* _Assignment_
Will you give every entry again exactly as it stands?

+++ Exercise inputs +++

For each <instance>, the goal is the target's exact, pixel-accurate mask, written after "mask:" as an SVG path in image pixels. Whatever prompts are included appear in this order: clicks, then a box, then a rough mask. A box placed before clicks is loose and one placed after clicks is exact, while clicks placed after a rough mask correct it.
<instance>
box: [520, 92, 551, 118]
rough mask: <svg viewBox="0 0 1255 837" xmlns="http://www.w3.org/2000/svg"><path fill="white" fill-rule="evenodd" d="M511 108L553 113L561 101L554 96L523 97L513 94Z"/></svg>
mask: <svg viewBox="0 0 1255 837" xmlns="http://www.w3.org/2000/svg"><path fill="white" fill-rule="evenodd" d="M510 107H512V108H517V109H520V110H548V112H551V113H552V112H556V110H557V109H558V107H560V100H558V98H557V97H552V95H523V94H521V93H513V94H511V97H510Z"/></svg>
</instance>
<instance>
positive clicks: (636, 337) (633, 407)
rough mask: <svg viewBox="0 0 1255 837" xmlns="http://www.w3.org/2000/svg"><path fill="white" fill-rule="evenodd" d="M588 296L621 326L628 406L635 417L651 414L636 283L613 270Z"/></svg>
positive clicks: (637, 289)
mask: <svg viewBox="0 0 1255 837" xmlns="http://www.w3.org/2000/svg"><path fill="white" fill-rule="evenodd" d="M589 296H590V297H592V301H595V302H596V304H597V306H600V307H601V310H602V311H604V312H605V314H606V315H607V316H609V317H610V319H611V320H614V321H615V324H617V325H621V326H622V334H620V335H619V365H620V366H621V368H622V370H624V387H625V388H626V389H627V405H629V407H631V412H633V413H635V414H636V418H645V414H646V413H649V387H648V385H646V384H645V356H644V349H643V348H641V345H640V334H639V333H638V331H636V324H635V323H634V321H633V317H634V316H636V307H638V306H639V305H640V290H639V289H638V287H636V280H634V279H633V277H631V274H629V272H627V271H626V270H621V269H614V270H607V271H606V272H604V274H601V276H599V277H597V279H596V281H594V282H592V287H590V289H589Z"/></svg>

+++

* _Output for this exercise_
For each <instance>, the goal is the target's exact, pixel-accurate mask, written after "mask:" as an SVG path in image pixels. Whatever prompts are included appear in this order: clicks, then a box, then a rough mask. A box placed before clicks is loose and one placed after clicks is exact, while clicks placed after a rough mask correct it.
<instance>
box: [520, 92, 551, 118]
rough mask: <svg viewBox="0 0 1255 837" xmlns="http://www.w3.org/2000/svg"><path fill="white" fill-rule="evenodd" d="M511 108L553 113L561 101L554 96L523 97L513 94Z"/></svg>
mask: <svg viewBox="0 0 1255 837" xmlns="http://www.w3.org/2000/svg"><path fill="white" fill-rule="evenodd" d="M510 107H512V108H517V109H520V110H548V112H551V113H552V112H556V110H557V109H558V107H560V100H558V98H557V97H552V95H523V94H521V93H513V94H511V97H510Z"/></svg>
</instance>
<instance>
positive clicks: (636, 337) (633, 407)
rough mask: <svg viewBox="0 0 1255 837" xmlns="http://www.w3.org/2000/svg"><path fill="white" fill-rule="evenodd" d="M588 296L621 326L628 406L635 417L651 414L636 283L613 270Z"/></svg>
positive clicks: (637, 289)
mask: <svg viewBox="0 0 1255 837" xmlns="http://www.w3.org/2000/svg"><path fill="white" fill-rule="evenodd" d="M589 296H590V297H592V301H595V302H596V304H597V306H600V307H601V310H602V311H604V312H605V314H606V315H607V316H609V317H610V319H611V320H614V321H615V324H617V325H621V326H622V334H620V335H619V365H620V366H621V368H622V370H624V387H625V388H626V389H627V405H629V407H631V412H633V413H635V414H636V418H645V414H646V413H649V387H648V385H646V384H645V356H644V349H643V348H641V345H640V334H639V333H638V331H636V324H635V323H634V321H633V317H634V316H636V307H638V306H639V305H640V290H639V289H638V287H636V280H634V279H633V277H631V274H629V272H627V271H626V270H621V269H614V270H607V271H606V272H604V274H601V276H599V277H597V279H596V281H594V282H592V287H590V289H589Z"/></svg>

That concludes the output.